■ Consigne: Renommez « Linux » en « GNU/Linux » dans le passage du texte compris entre « La majorité des » et « du vocabulaire courant. », inclus, puis recopiez ce passage.

Ne jamais imposer une longue discussion sur les logiciels libres ou une démonstration à tout prix. Préférons toujours ne pas en dire assez mais en aiguisant la curiosité de notre interlocuteur. Ainsi, préférons dire "Je vais t’installer un logiciel libre. C’est vraiment un super principe mais c’est un peu long à t’expliquer" plutôt que de réciter directement la GPL. Si notre interlocuteur est interressé, il nous demandera lui-même de poursuivre. Ne jamais hésiter à interrompre une longue explication par un "bon, c’est un peu long, je vais pas t’embêter avec ça".

CONSEIL 5

La majorité des utilisateurs ne connaissent rien à l’informatique et ne *veulent pas* y connaitre. C’est un choix que nous devons respecter. Nous ne devons donc jamais nous lancer dans une explication technique sans demande expresse de l’interlocuteur. Nous devons parfois faire des approximations grossières et qui font bondir ! Oui, Linux est un système d’exploitation ! Inutile d’embrouiller encore plus la chose avec des notions hermétiques de noyau, code source, packages... De plus, n’oublions pas d’utiliser un vocabulaire courant : distributions, serveur, interpréteur de commande, console, gestionnaire de fenêtre, ne font pas partie du vocabulaire courant.

■ Données fournies:
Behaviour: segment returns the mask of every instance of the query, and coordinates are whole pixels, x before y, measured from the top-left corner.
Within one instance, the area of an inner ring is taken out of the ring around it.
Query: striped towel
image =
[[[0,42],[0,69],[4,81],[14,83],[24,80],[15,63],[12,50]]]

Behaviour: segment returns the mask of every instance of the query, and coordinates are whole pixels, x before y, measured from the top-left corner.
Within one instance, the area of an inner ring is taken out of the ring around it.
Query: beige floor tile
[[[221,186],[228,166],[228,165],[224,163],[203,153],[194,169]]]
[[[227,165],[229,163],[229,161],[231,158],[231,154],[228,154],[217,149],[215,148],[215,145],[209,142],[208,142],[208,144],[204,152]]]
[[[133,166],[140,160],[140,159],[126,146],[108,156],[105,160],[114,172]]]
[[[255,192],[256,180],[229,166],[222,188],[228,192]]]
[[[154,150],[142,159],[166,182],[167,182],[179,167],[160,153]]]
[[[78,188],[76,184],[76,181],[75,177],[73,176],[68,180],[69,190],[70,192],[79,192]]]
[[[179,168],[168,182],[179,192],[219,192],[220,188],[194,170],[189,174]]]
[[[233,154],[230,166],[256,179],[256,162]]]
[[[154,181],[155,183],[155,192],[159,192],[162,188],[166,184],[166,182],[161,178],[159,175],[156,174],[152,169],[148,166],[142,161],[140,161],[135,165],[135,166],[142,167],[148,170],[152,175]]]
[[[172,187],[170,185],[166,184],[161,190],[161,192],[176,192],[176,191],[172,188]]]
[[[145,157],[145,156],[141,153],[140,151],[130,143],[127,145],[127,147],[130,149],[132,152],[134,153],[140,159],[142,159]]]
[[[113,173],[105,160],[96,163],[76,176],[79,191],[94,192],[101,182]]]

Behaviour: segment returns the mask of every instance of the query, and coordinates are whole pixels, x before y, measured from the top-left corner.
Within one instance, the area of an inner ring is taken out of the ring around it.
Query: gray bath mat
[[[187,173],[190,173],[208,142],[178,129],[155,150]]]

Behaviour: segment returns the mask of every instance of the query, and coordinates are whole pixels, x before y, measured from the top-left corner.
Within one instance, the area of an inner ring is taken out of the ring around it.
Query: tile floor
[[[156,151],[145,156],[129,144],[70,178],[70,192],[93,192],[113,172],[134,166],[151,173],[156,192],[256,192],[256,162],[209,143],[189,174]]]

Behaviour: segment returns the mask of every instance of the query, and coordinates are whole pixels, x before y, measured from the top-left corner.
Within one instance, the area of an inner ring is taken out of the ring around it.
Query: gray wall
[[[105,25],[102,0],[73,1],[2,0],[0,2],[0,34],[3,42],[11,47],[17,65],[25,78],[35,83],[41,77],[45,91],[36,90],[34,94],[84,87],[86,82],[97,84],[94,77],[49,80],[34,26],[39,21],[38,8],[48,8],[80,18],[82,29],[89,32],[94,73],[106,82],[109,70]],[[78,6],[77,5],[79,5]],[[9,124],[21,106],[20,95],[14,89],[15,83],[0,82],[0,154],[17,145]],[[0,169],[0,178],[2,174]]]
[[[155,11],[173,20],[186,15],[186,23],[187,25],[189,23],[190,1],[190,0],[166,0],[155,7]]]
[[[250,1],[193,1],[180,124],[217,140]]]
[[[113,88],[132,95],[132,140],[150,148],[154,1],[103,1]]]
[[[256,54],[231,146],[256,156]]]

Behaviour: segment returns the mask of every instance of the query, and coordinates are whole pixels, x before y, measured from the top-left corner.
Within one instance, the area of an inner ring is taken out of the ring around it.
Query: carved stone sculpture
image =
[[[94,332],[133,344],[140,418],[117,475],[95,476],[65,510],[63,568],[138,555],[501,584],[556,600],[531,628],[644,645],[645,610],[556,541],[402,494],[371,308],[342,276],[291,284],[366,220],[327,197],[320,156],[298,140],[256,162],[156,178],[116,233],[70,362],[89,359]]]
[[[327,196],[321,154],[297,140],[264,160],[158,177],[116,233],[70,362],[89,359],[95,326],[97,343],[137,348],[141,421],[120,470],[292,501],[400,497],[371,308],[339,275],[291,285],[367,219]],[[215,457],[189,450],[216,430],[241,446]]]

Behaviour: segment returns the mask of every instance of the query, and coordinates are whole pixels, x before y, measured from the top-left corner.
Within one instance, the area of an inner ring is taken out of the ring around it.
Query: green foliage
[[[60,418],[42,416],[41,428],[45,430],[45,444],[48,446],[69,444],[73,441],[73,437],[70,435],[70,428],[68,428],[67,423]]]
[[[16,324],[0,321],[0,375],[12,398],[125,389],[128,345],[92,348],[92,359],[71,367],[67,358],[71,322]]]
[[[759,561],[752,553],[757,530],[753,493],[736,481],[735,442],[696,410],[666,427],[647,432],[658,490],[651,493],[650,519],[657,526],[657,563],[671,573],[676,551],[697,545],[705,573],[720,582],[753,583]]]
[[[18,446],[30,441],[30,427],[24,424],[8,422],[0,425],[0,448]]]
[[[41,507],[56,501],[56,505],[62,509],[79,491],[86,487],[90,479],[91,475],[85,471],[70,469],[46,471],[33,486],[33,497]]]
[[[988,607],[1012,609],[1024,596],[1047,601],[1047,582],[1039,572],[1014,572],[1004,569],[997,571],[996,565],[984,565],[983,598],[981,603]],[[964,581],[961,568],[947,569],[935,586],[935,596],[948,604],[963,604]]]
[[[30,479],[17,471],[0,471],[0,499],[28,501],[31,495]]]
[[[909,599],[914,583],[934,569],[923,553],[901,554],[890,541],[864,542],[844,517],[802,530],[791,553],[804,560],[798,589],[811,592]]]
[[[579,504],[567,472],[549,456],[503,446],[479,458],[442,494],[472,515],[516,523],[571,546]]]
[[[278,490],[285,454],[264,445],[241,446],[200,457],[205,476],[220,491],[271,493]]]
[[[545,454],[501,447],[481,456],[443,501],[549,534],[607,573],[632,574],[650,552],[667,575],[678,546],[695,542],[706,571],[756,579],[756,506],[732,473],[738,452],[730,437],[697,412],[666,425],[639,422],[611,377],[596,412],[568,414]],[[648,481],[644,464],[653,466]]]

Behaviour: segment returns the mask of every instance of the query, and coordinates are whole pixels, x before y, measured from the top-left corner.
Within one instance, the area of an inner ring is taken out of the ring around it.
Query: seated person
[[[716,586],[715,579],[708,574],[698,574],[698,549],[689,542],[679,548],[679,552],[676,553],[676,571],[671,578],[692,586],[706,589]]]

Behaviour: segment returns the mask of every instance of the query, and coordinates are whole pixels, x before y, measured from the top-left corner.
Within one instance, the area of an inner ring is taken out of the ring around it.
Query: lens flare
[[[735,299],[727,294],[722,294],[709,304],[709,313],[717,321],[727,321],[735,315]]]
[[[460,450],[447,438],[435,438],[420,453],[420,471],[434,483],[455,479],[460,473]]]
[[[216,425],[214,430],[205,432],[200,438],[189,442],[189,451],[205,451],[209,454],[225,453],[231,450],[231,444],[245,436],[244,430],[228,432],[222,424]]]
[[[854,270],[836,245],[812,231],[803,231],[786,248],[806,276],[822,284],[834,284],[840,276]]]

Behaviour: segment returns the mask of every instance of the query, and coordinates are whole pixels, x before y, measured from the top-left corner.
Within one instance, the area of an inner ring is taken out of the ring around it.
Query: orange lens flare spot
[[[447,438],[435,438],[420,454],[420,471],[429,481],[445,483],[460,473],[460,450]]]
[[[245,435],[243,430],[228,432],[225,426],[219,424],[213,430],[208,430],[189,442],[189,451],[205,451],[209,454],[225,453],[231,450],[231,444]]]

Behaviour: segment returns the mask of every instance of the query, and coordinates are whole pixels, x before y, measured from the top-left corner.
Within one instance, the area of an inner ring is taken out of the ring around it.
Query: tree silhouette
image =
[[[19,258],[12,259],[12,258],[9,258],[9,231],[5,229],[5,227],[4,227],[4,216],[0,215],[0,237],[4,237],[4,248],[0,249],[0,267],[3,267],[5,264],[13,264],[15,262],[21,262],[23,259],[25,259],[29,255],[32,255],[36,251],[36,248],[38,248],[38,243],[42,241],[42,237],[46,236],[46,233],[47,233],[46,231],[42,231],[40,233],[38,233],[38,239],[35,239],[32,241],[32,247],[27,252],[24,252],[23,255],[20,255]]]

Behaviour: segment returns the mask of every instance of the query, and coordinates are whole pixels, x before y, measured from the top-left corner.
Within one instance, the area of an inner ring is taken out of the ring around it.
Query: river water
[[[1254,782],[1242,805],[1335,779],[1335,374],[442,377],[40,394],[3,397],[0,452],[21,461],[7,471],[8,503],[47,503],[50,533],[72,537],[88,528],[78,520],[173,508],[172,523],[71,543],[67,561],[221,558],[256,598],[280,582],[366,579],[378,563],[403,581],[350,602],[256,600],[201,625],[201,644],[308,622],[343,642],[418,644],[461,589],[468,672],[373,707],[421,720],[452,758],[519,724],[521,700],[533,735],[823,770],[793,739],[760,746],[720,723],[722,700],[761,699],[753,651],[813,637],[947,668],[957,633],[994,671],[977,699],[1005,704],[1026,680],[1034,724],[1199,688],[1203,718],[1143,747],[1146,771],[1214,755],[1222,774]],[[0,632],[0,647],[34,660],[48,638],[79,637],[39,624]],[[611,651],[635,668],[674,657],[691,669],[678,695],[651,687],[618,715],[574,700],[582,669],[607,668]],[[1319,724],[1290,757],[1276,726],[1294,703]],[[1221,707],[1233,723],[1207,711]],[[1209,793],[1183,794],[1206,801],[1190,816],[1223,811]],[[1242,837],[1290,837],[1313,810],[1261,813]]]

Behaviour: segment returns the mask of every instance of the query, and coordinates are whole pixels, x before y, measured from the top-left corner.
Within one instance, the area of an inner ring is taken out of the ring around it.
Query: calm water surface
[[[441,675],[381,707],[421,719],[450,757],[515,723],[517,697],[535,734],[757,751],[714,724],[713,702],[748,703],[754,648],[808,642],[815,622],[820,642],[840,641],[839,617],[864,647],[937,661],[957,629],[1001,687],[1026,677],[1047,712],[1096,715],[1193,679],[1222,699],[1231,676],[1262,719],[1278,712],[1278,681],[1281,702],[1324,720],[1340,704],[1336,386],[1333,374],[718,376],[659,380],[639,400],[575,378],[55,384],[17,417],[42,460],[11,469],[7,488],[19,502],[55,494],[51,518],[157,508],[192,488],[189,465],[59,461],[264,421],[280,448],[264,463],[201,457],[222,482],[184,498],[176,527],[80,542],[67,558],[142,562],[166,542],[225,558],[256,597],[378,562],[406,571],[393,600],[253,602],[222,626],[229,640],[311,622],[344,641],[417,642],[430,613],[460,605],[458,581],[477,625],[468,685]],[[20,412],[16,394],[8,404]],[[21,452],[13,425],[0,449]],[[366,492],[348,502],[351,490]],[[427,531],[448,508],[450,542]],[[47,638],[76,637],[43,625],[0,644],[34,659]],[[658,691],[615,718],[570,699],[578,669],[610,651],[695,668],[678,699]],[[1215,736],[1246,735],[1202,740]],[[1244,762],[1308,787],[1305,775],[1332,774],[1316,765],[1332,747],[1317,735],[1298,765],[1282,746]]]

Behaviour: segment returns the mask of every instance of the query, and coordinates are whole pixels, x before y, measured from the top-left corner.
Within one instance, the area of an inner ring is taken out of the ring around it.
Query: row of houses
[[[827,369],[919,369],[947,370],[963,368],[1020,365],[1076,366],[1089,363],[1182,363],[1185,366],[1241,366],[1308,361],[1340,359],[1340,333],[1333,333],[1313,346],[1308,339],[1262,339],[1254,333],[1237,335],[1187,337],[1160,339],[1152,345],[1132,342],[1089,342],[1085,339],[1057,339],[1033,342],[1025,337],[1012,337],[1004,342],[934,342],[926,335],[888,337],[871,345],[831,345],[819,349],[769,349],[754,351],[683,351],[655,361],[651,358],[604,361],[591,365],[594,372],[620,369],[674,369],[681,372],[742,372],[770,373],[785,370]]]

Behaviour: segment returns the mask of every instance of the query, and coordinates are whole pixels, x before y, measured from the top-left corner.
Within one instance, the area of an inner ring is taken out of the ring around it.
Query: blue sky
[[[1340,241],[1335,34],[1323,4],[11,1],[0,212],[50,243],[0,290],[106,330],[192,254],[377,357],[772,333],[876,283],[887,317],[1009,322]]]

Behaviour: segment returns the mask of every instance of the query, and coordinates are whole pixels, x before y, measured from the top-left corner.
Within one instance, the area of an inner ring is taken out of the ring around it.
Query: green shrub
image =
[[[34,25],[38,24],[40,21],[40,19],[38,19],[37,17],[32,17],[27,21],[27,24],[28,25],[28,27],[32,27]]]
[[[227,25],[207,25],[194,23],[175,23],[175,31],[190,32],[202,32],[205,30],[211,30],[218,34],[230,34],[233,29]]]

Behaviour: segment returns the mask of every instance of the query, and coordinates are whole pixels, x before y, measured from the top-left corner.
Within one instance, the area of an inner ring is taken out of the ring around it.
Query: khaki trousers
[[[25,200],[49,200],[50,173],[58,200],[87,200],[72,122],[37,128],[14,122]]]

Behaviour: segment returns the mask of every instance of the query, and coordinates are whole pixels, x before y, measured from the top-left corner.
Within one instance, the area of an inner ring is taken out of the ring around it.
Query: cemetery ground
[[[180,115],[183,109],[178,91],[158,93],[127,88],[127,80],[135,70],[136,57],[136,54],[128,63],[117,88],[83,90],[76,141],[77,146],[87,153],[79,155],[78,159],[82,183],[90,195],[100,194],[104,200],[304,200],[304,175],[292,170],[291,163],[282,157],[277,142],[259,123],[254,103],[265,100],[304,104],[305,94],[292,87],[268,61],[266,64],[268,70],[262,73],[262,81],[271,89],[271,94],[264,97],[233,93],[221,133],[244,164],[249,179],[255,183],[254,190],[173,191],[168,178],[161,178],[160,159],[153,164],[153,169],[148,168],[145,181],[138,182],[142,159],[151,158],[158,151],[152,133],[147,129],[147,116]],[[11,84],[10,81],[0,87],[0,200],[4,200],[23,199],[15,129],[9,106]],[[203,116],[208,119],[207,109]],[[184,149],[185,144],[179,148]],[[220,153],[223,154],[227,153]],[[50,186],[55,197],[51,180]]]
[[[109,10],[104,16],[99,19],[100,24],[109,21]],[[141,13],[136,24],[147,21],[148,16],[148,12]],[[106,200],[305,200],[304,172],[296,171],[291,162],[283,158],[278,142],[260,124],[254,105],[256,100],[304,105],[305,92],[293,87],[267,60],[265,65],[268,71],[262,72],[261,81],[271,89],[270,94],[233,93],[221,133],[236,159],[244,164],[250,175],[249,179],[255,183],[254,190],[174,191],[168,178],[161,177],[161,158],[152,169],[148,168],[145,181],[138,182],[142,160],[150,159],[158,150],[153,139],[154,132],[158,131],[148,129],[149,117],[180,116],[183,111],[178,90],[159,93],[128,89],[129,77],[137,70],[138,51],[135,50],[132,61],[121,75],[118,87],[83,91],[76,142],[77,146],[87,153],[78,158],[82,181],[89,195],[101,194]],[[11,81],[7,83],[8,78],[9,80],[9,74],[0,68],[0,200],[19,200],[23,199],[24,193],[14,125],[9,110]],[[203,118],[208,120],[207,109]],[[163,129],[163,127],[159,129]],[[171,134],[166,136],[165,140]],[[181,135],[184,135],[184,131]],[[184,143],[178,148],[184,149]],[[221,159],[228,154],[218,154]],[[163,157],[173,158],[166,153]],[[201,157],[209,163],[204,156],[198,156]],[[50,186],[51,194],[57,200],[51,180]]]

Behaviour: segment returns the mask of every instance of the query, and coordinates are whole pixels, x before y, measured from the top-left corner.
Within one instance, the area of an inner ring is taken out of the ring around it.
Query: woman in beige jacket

■ Réponse:
La majorité des utilisateurs ne connaissent rien à l’informatique et ne *veulent pas* y connaitre. C’est un choix que nous devons respecter. Nous ne devons donc jamais nous lancer dans une explication technique sans demande expresse de l’interlocuteur. Nous devons parfois faire des approximations grossières et qui font bondir ! Oui, GNU/Linux est un système d’exploitation ! Inutile d’embrouiller encore plus la chose avec des notions hermétiques de noyau, code source, packages... De plus, n’oublions pas d’utiliser un vocabulaire courant : distributions, serveur, interpréteur de commande, console, gestionnaire de fenêtre, ne font pas partie du vocabulaire courant.